Aufgaben:
1. Beantworten Sie die folgenden Fragen zum Text über den Wochenmarkt.
(a) Was tragen beide Personen des jungen Paares?
(b) Um welchen Baum kreist der Singvogel?
(c) Wie oft in der Woche bringt Noahs Arche laut Text ihre Frachten herbei?
2. Schreiben Sie aus dem Text über den Wochenmarkt den Abschnitt genau ab, der mit den Worten „Sie streifen durch“ beginnt und mit „im irdischen Staub.“ endet.
··· Lesetext ···
Sie streifen durch den Wochenmarkt – ein junges Paar; beide tragen Kopfhörer; wiegen, einem heftigen Rhythmus wohl gehorchend, die Köpfe. Wollen sie denn nicht erlauschen die Geräusche eines Markts, die Stimmen der Vorübergehenden, der Sterblichen, vor Ständen Anstehenden? Bedeutet er ihnen nichts, der archaische Gesang? Ergriffen zu werden von den Kanones der Händler! Die Tenorarie eines Bäckermeisters! Das ungehörte Klagelied eines Singvogels, der um die Kastanie kreist, die wiederum ins Gebet versunken. Das Marktgeschehen als Ganzes – das Pärchen geht unbeteiligt seiner Wege. Die Atemzüge eines Januartags. In hundert Jahren noch werden Menschen Märkte besuchen, sich verzaubern zu lassen von den Frachten, die Noahs Arche zweimal die Woche herbeizutragen sich müht. Der Markt ist eine heilige Fußspur im irdischen Staub.
··· Material ···
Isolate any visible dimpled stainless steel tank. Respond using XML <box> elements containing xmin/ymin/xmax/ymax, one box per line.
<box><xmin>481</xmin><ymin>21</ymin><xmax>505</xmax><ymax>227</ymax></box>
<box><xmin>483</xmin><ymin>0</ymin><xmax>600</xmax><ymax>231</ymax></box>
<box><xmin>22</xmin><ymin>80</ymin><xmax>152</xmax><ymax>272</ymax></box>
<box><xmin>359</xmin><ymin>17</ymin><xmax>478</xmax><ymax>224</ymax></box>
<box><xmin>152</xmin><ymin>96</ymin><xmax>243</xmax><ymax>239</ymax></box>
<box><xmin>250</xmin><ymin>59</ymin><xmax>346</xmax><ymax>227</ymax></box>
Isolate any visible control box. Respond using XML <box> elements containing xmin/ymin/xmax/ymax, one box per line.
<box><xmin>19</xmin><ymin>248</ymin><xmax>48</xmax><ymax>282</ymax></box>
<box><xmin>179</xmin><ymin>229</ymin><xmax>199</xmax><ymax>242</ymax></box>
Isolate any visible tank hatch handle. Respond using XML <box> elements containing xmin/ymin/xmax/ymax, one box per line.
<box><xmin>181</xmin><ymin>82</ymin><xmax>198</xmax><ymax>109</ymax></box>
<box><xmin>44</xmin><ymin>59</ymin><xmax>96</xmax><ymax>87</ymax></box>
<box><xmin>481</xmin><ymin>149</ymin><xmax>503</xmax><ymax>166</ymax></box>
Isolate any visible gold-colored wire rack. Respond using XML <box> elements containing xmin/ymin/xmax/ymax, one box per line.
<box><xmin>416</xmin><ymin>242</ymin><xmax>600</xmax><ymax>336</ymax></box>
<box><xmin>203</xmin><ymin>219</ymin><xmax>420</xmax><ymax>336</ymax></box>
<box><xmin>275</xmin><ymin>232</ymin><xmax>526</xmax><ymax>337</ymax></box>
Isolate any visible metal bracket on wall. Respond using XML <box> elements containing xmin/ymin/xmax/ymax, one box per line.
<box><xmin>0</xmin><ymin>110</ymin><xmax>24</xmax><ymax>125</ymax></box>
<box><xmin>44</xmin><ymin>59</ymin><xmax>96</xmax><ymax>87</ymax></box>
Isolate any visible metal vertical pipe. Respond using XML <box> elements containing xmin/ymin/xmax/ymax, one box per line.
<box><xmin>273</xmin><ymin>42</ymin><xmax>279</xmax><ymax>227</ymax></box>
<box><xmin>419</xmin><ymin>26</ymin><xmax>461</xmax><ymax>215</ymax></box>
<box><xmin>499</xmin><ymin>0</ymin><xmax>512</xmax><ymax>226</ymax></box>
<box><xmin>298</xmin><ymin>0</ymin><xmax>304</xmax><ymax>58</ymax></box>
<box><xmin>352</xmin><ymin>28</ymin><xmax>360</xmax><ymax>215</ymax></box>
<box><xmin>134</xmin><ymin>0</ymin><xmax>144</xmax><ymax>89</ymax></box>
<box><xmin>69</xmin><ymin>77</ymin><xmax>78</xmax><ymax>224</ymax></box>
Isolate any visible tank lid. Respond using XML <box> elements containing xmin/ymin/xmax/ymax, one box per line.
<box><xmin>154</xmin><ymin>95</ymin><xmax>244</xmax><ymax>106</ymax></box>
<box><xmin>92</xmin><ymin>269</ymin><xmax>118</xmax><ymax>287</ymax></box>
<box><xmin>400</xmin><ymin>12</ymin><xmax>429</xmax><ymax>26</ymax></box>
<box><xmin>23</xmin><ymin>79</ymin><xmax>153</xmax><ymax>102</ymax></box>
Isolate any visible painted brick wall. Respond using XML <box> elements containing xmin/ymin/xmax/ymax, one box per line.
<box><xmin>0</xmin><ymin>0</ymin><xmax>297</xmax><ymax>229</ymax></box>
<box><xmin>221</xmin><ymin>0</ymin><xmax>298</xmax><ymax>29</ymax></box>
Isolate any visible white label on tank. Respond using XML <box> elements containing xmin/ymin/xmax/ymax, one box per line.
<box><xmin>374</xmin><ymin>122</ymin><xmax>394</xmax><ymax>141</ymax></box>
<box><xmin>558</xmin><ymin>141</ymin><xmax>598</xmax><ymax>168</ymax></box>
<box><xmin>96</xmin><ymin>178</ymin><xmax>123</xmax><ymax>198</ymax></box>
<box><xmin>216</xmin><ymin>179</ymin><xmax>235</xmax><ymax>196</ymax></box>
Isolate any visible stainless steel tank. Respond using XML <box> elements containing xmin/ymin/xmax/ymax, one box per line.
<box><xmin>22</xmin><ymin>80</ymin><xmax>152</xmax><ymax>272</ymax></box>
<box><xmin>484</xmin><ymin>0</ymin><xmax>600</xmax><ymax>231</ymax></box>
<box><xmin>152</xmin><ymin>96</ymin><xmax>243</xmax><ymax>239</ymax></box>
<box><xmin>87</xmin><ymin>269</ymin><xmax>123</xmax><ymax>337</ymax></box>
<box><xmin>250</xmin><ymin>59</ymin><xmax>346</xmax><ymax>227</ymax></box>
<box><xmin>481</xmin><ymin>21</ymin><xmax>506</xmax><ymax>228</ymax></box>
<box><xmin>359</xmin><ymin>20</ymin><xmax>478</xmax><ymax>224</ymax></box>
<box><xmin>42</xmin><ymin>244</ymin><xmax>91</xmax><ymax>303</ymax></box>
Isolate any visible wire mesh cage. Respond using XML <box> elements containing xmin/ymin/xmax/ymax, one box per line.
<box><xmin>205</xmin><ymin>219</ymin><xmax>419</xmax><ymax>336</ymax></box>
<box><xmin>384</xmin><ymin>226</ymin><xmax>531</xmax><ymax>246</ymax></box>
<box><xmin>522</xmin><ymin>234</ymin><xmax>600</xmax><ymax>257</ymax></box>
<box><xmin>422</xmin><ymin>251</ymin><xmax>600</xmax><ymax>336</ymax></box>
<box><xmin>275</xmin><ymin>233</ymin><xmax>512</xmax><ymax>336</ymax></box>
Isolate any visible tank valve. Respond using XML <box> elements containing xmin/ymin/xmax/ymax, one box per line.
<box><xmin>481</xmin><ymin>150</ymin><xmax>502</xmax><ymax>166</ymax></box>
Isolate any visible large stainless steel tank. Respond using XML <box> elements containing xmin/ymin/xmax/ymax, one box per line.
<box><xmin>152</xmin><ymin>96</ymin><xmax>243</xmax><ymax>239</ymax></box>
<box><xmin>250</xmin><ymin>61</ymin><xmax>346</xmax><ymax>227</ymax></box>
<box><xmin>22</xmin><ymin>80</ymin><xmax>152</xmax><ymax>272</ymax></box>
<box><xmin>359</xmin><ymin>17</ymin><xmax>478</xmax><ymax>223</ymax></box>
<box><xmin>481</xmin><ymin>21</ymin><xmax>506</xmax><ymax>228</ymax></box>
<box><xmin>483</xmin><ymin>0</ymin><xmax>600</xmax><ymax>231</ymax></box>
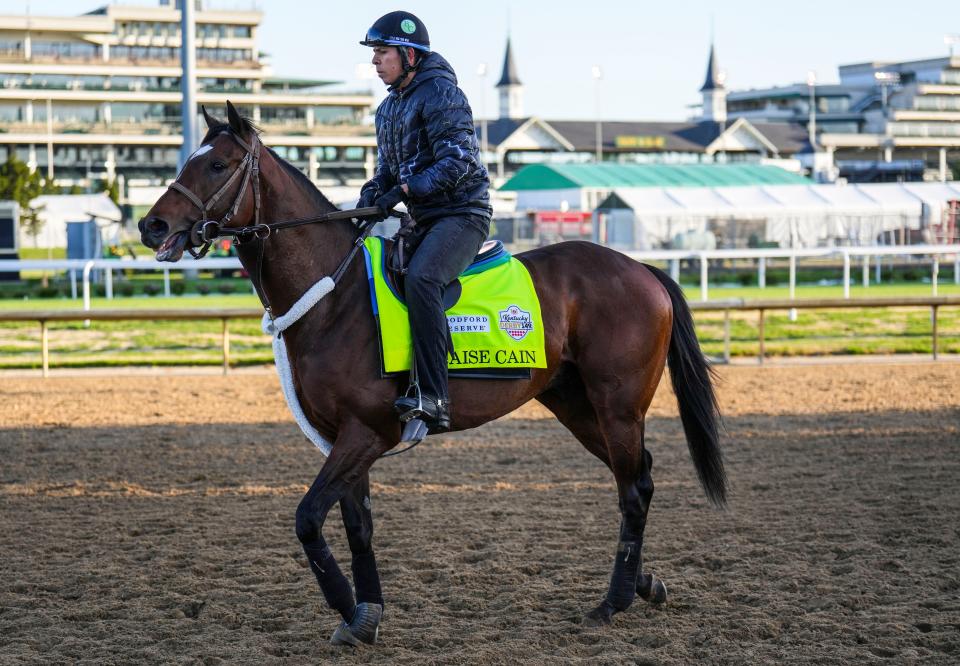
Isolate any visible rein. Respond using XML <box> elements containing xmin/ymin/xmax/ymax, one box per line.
<box><xmin>169</xmin><ymin>126</ymin><xmax>420</xmax><ymax>458</ymax></box>
<box><xmin>168</xmin><ymin>131</ymin><xmax>380</xmax><ymax>315</ymax></box>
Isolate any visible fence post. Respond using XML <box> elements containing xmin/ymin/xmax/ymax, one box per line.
<box><xmin>758</xmin><ymin>308</ymin><xmax>766</xmax><ymax>365</ymax></box>
<box><xmin>930</xmin><ymin>254</ymin><xmax>940</xmax><ymax>296</ymax></box>
<box><xmin>789</xmin><ymin>254</ymin><xmax>797</xmax><ymax>321</ymax></box>
<box><xmin>222</xmin><ymin>317</ymin><xmax>230</xmax><ymax>374</ymax></box>
<box><xmin>40</xmin><ymin>319</ymin><xmax>50</xmax><ymax>378</ymax></box>
<box><xmin>843</xmin><ymin>252</ymin><xmax>850</xmax><ymax>298</ymax></box>
<box><xmin>700</xmin><ymin>253</ymin><xmax>710</xmax><ymax>301</ymax></box>
<box><xmin>723</xmin><ymin>309</ymin><xmax>730</xmax><ymax>365</ymax></box>
<box><xmin>930</xmin><ymin>305</ymin><xmax>939</xmax><ymax>361</ymax></box>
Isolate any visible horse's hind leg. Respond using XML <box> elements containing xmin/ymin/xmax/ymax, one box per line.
<box><xmin>537</xmin><ymin>365</ymin><xmax>666</xmax><ymax>624</ymax></box>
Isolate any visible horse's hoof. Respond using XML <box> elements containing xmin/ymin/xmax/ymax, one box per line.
<box><xmin>637</xmin><ymin>574</ymin><xmax>667</xmax><ymax>606</ymax></box>
<box><xmin>330</xmin><ymin>602</ymin><xmax>383</xmax><ymax>647</ymax></box>
<box><xmin>583</xmin><ymin>601</ymin><xmax>614</xmax><ymax>627</ymax></box>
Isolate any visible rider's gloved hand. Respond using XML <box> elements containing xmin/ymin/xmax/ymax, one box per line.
<box><xmin>373</xmin><ymin>185</ymin><xmax>403</xmax><ymax>219</ymax></box>
<box><xmin>395</xmin><ymin>213</ymin><xmax>417</xmax><ymax>239</ymax></box>
<box><xmin>354</xmin><ymin>188</ymin><xmax>386</xmax><ymax>226</ymax></box>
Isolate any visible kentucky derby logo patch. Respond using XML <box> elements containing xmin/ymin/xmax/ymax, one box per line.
<box><xmin>500</xmin><ymin>305</ymin><xmax>533</xmax><ymax>340</ymax></box>
<box><xmin>447</xmin><ymin>314</ymin><xmax>490</xmax><ymax>333</ymax></box>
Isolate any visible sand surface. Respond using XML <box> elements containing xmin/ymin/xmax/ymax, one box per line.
<box><xmin>0</xmin><ymin>363</ymin><xmax>960</xmax><ymax>664</ymax></box>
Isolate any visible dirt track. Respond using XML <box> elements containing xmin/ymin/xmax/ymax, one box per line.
<box><xmin>0</xmin><ymin>363</ymin><xmax>960</xmax><ymax>664</ymax></box>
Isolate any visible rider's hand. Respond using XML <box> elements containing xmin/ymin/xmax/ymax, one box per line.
<box><xmin>395</xmin><ymin>213</ymin><xmax>417</xmax><ymax>239</ymax></box>
<box><xmin>373</xmin><ymin>185</ymin><xmax>403</xmax><ymax>219</ymax></box>
<box><xmin>357</xmin><ymin>187</ymin><xmax>377</xmax><ymax>208</ymax></box>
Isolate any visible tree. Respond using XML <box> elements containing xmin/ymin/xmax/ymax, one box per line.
<box><xmin>0</xmin><ymin>150</ymin><xmax>48</xmax><ymax>239</ymax></box>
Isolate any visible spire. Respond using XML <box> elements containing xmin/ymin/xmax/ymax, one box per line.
<box><xmin>700</xmin><ymin>44</ymin><xmax>723</xmax><ymax>92</ymax></box>
<box><xmin>496</xmin><ymin>37</ymin><xmax>521</xmax><ymax>88</ymax></box>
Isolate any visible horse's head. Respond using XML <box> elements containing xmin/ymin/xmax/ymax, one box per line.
<box><xmin>138</xmin><ymin>102</ymin><xmax>260</xmax><ymax>261</ymax></box>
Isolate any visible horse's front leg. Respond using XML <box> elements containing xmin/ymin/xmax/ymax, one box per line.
<box><xmin>296</xmin><ymin>423</ymin><xmax>390</xmax><ymax>644</ymax></box>
<box><xmin>330</xmin><ymin>474</ymin><xmax>383</xmax><ymax>645</ymax></box>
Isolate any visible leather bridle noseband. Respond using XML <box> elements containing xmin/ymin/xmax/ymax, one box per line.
<box><xmin>168</xmin><ymin>129</ymin><xmax>380</xmax><ymax>260</ymax></box>
<box><xmin>168</xmin><ymin>129</ymin><xmax>384</xmax><ymax>314</ymax></box>
<box><xmin>169</xmin><ymin>130</ymin><xmax>270</xmax><ymax>259</ymax></box>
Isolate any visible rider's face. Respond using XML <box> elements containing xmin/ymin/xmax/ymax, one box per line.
<box><xmin>371</xmin><ymin>46</ymin><xmax>403</xmax><ymax>85</ymax></box>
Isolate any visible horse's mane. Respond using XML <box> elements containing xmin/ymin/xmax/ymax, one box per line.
<box><xmin>200</xmin><ymin>117</ymin><xmax>337</xmax><ymax>211</ymax></box>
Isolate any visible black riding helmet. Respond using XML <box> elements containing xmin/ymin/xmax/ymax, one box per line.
<box><xmin>360</xmin><ymin>11</ymin><xmax>430</xmax><ymax>90</ymax></box>
<box><xmin>360</xmin><ymin>12</ymin><xmax>430</xmax><ymax>53</ymax></box>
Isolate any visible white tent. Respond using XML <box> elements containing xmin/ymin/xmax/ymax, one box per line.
<box><xmin>20</xmin><ymin>193</ymin><xmax>123</xmax><ymax>247</ymax></box>
<box><xmin>597</xmin><ymin>183</ymin><xmax>960</xmax><ymax>249</ymax></box>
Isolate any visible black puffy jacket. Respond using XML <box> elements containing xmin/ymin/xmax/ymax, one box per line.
<box><xmin>361</xmin><ymin>52</ymin><xmax>492</xmax><ymax>224</ymax></box>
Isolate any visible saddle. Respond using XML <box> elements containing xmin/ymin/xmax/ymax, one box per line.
<box><xmin>386</xmin><ymin>215</ymin><xmax>503</xmax><ymax>310</ymax></box>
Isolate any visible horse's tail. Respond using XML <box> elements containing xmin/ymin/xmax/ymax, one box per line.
<box><xmin>644</xmin><ymin>264</ymin><xmax>727</xmax><ymax>506</ymax></box>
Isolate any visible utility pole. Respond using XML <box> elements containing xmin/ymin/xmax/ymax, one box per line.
<box><xmin>177</xmin><ymin>0</ymin><xmax>198</xmax><ymax>173</ymax></box>
<box><xmin>590</xmin><ymin>65</ymin><xmax>603</xmax><ymax>164</ymax></box>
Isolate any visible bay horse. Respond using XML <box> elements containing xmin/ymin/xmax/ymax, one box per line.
<box><xmin>139</xmin><ymin>102</ymin><xmax>727</xmax><ymax>644</ymax></box>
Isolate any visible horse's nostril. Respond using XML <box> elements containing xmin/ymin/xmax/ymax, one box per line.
<box><xmin>140</xmin><ymin>217</ymin><xmax>170</xmax><ymax>236</ymax></box>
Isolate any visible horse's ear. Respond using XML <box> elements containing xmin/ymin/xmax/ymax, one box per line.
<box><xmin>227</xmin><ymin>100</ymin><xmax>247</xmax><ymax>136</ymax></box>
<box><xmin>200</xmin><ymin>104</ymin><xmax>222</xmax><ymax>129</ymax></box>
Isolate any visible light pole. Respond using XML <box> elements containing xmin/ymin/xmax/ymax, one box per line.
<box><xmin>873</xmin><ymin>72</ymin><xmax>900</xmax><ymax>162</ymax></box>
<box><xmin>477</xmin><ymin>62</ymin><xmax>488</xmax><ymax>168</ymax></box>
<box><xmin>943</xmin><ymin>34</ymin><xmax>960</xmax><ymax>58</ymax></box>
<box><xmin>590</xmin><ymin>65</ymin><xmax>603</xmax><ymax>164</ymax></box>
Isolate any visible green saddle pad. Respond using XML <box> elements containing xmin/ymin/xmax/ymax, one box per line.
<box><xmin>363</xmin><ymin>236</ymin><xmax>547</xmax><ymax>373</ymax></box>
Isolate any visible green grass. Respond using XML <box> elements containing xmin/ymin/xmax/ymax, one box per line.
<box><xmin>0</xmin><ymin>284</ymin><xmax>960</xmax><ymax>369</ymax></box>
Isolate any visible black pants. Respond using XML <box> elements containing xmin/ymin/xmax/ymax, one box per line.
<box><xmin>404</xmin><ymin>215</ymin><xmax>490</xmax><ymax>401</ymax></box>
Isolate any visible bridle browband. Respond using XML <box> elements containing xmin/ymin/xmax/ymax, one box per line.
<box><xmin>168</xmin><ymin>129</ymin><xmax>384</xmax><ymax>316</ymax></box>
<box><xmin>168</xmin><ymin>130</ymin><xmax>380</xmax><ymax>259</ymax></box>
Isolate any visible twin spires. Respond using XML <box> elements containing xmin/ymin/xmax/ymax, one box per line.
<box><xmin>497</xmin><ymin>37</ymin><xmax>523</xmax><ymax>119</ymax></box>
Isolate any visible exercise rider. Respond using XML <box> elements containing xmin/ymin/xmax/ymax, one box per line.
<box><xmin>357</xmin><ymin>11</ymin><xmax>492</xmax><ymax>432</ymax></box>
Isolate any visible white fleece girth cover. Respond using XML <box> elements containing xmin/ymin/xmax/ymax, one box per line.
<box><xmin>261</xmin><ymin>277</ymin><xmax>336</xmax><ymax>456</ymax></box>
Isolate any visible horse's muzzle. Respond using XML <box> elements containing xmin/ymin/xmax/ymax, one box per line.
<box><xmin>137</xmin><ymin>215</ymin><xmax>170</xmax><ymax>249</ymax></box>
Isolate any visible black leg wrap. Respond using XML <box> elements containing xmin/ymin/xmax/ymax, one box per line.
<box><xmin>303</xmin><ymin>537</ymin><xmax>357</xmax><ymax>622</ymax></box>
<box><xmin>351</xmin><ymin>548</ymin><xmax>383</xmax><ymax>606</ymax></box>
<box><xmin>606</xmin><ymin>541</ymin><xmax>641</xmax><ymax>611</ymax></box>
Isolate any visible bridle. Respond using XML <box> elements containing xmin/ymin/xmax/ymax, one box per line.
<box><xmin>168</xmin><ymin>129</ymin><xmax>428</xmax><ymax>458</ymax></box>
<box><xmin>168</xmin><ymin>129</ymin><xmax>384</xmax><ymax>313</ymax></box>
<box><xmin>168</xmin><ymin>130</ymin><xmax>380</xmax><ymax>260</ymax></box>
<box><xmin>169</xmin><ymin>130</ymin><xmax>270</xmax><ymax>259</ymax></box>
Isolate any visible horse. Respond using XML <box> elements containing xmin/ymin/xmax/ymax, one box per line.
<box><xmin>139</xmin><ymin>102</ymin><xmax>727</xmax><ymax>645</ymax></box>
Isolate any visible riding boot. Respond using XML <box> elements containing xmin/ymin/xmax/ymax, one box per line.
<box><xmin>393</xmin><ymin>393</ymin><xmax>450</xmax><ymax>434</ymax></box>
<box><xmin>330</xmin><ymin>602</ymin><xmax>383</xmax><ymax>647</ymax></box>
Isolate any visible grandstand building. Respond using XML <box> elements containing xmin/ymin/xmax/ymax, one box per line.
<box><xmin>0</xmin><ymin>0</ymin><xmax>376</xmax><ymax>192</ymax></box>
<box><xmin>726</xmin><ymin>55</ymin><xmax>960</xmax><ymax>182</ymax></box>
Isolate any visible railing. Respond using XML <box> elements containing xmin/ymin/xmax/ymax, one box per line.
<box><xmin>0</xmin><ymin>245</ymin><xmax>960</xmax><ymax>310</ymax></box>
<box><xmin>690</xmin><ymin>296</ymin><xmax>960</xmax><ymax>365</ymax></box>
<box><xmin>624</xmin><ymin>245</ymin><xmax>960</xmax><ymax>301</ymax></box>
<box><xmin>0</xmin><ymin>296</ymin><xmax>960</xmax><ymax>377</ymax></box>
<box><xmin>0</xmin><ymin>258</ymin><xmax>248</xmax><ymax>308</ymax></box>
<box><xmin>0</xmin><ymin>308</ymin><xmax>263</xmax><ymax>377</ymax></box>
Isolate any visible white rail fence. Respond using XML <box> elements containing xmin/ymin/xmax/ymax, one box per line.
<box><xmin>0</xmin><ymin>245</ymin><xmax>960</xmax><ymax>310</ymax></box>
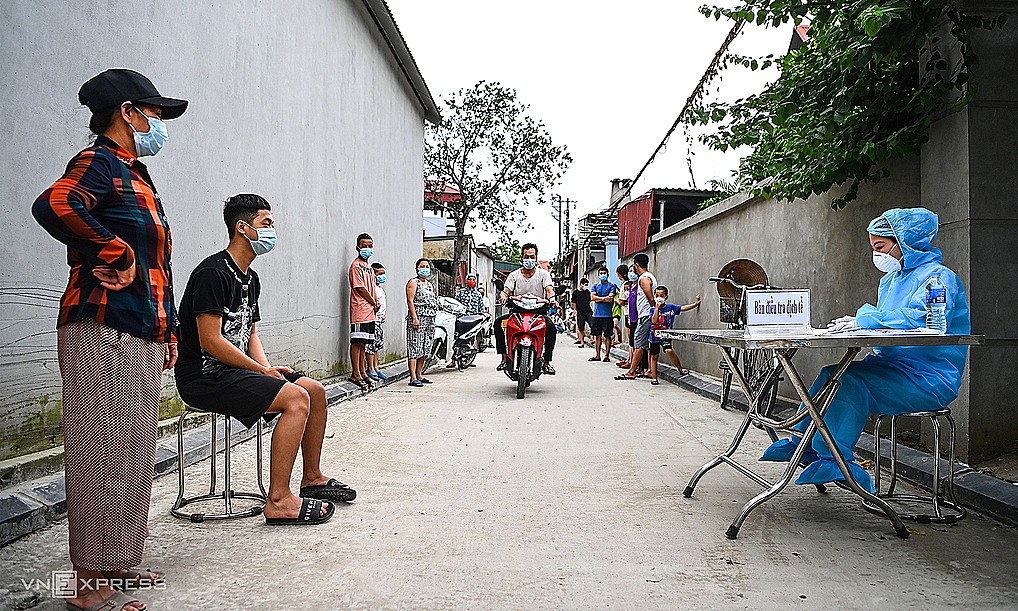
···
Lösungen:
1.
(a) Kopfhörer
(b) Um die Kastanie
(c) Zweimal die Woche

2.
Sie streifen durch den Wochenmarkt – ein junges Paar; beide tragen Kopfhörer; wiegen, einem heftigen Rhythmus wohl gehorchend, die Köpfe. Wollen sie denn nicht erlauschen die Geräusche eines Markts, die Stimmen der Vorübergehenden, der Sterblichen, vor Ständen Anstehenden? Bedeutet er ihnen nichts, der archaische Gesang? Ergriffen zu werden von den Kanones der Händler! Die Tenorarie eines Bäckermeisters! Das ungehörte Klagelied eines Singvogels, der um die Kastanie kreist, die wiederum ins Gebet versunken. Das Marktgeschehen als Ganzes – das Pärchen geht unbeteiligt seiner Wege. Die Atemzüge eines Januartags. In hundert Jahren noch werden Menschen Märkte besuchen, sich verzaubern zu lassen von den Frachten, die Noahs Arche zweimal die Woche herbeizutragen sich müht. Der Markt ist eine heilige Fußspur im irdischen Staub.